Each entry below needs to be retyped exactly as given.

━━━━━━━━━━

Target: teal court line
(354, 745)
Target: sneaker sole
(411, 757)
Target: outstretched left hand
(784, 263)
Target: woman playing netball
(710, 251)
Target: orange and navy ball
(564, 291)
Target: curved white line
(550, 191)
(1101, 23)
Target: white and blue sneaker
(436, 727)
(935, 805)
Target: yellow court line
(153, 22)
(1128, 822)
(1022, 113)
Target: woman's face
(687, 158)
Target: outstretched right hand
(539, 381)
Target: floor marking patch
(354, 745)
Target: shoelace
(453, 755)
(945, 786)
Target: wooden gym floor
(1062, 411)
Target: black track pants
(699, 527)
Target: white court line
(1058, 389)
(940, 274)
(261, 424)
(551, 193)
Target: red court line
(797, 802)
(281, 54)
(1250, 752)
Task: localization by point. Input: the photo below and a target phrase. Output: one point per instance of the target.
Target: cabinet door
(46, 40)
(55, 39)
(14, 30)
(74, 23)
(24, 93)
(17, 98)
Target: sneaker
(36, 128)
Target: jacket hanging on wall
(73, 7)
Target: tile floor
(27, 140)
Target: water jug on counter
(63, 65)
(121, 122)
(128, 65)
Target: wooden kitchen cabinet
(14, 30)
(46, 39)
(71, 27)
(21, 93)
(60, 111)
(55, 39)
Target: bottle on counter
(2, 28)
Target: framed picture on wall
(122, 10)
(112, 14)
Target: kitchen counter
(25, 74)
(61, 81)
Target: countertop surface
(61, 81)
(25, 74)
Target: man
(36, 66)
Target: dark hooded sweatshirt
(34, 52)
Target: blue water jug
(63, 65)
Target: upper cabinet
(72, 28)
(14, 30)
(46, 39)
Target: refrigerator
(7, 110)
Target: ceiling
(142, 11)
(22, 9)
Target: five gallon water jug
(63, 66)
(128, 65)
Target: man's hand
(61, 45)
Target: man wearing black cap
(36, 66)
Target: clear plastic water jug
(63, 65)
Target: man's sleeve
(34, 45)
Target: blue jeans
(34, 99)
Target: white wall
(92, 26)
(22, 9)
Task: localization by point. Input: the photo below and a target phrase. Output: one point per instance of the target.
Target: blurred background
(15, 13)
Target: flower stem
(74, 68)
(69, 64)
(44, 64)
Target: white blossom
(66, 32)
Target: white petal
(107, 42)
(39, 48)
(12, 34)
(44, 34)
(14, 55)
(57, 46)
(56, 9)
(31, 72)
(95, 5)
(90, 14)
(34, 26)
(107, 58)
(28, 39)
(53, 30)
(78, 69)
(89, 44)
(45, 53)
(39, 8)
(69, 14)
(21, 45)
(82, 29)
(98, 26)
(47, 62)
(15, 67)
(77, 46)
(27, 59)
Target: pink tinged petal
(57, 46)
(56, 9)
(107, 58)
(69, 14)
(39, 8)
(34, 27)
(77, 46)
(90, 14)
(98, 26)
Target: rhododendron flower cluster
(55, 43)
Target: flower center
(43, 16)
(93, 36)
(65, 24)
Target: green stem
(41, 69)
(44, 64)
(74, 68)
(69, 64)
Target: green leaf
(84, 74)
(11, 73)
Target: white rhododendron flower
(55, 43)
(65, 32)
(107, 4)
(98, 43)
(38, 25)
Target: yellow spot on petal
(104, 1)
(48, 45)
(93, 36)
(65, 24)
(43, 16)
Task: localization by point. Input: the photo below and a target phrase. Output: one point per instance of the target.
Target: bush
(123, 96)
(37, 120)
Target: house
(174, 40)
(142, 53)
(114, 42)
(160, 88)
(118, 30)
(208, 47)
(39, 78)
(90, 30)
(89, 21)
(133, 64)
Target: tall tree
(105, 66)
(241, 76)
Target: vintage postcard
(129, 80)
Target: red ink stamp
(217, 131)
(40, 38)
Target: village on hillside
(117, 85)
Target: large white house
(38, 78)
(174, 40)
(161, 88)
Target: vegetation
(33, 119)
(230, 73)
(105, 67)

━━━━━━━━━━

* [Task answer]:
Target: teal court line
(354, 745)
Target: sneaker sole
(411, 757)
Target: outstretched left hand
(784, 263)
Target: woman playing netball
(710, 251)
Target: orange and navy ball
(564, 291)
Target: curved white line
(550, 191)
(1101, 23)
Target: white and blue sneaker
(436, 727)
(935, 805)
Target: yellow court line
(153, 22)
(1128, 822)
(1022, 113)
Target: woman's face
(687, 158)
Target: outstretched right hand
(539, 381)
Target: floor marking patch
(354, 745)
Target: shoelace
(453, 755)
(945, 786)
Target: wooden gym floor
(1062, 411)
Target: black track pants
(699, 527)
Target: white court line
(1058, 389)
(940, 274)
(261, 424)
(551, 193)
Target: red court line
(797, 802)
(281, 54)
(1250, 752)
Task: localization by point. Input: the photo below and a target phrase. Output: one point per instance of the target.
Target: cabinet door
(46, 40)
(55, 39)
(14, 30)
(74, 23)
(24, 93)
(17, 98)
Target: sneaker
(36, 128)
Target: jacket hanging on wall
(73, 7)
Target: tile floor
(27, 140)
Target: water jug on counter
(63, 65)
(121, 122)
(128, 65)
Target: wooden kitchen cabinet
(14, 30)
(46, 39)
(71, 27)
(21, 93)
(60, 111)
(55, 39)
Target: bottle on counter
(2, 28)
Target: framed picture on wall
(122, 10)
(112, 14)
Target: kitchen counter
(25, 74)
(61, 81)
Target: countertop surface
(61, 81)
(25, 74)
Target: man
(36, 66)
Target: dark hooded sweatshirt
(34, 52)
Target: blue water jug
(63, 65)
Target: upper cabinet
(72, 28)
(14, 30)
(46, 39)
Target: refrigerator
(7, 110)
Target: ceiling
(142, 11)
(22, 9)
Target: five gallon water jug
(63, 66)
(128, 65)
Target: man's hand
(61, 45)
Target: man wearing black cap
(36, 66)
Target: clear plastic water jug
(63, 65)
Target: man's sleeve
(34, 45)
Target: blue jeans
(34, 99)
Target: white wall
(92, 26)
(22, 9)
Task: localization by point. Input: the photo below and a target phrase. Output: one point per instance of the target.
Target: blurred background
(15, 13)
Target: flower stem
(74, 68)
(69, 64)
(44, 64)
Target: white blossom
(66, 32)
Target: white petal
(107, 42)
(39, 48)
(12, 34)
(44, 34)
(14, 55)
(57, 46)
(56, 9)
(31, 72)
(95, 5)
(90, 14)
(34, 26)
(107, 58)
(28, 39)
(53, 30)
(78, 69)
(89, 44)
(45, 53)
(39, 8)
(69, 14)
(21, 45)
(82, 29)
(98, 26)
(47, 62)
(15, 67)
(77, 46)
(27, 59)
Target: pink tinged petal
(57, 46)
(56, 9)
(107, 58)
(69, 14)
(39, 8)
(34, 27)
(77, 46)
(90, 14)
(98, 26)
Target: rhododendron flower cluster
(55, 43)
Target: flower center
(43, 16)
(93, 36)
(65, 24)
Target: green stem
(41, 69)
(44, 64)
(74, 68)
(69, 64)
Target: green leaf
(84, 74)
(11, 73)
Target: white rhododendron flower
(55, 43)
(65, 32)
(107, 4)
(98, 43)
(38, 25)
Target: yellow spot on petal
(104, 1)
(48, 45)
(93, 36)
(65, 24)
(43, 16)
Task: localization by point. Input: the photo below and a target phrase. Output: one point per instance of the target.
Target: bush
(123, 96)
(37, 120)
Target: house
(174, 40)
(142, 53)
(114, 42)
(160, 88)
(118, 30)
(208, 47)
(39, 78)
(90, 30)
(89, 21)
(133, 64)
Target: tall tree
(105, 66)
(241, 76)
Target: vintage postcard
(129, 80)
Target: red ink stamp
(217, 131)
(40, 38)
Target: village on hillside
(117, 85)
Target: large white house
(38, 78)
(174, 40)
(161, 88)
Target: vegetation
(33, 119)
(230, 73)
(105, 67)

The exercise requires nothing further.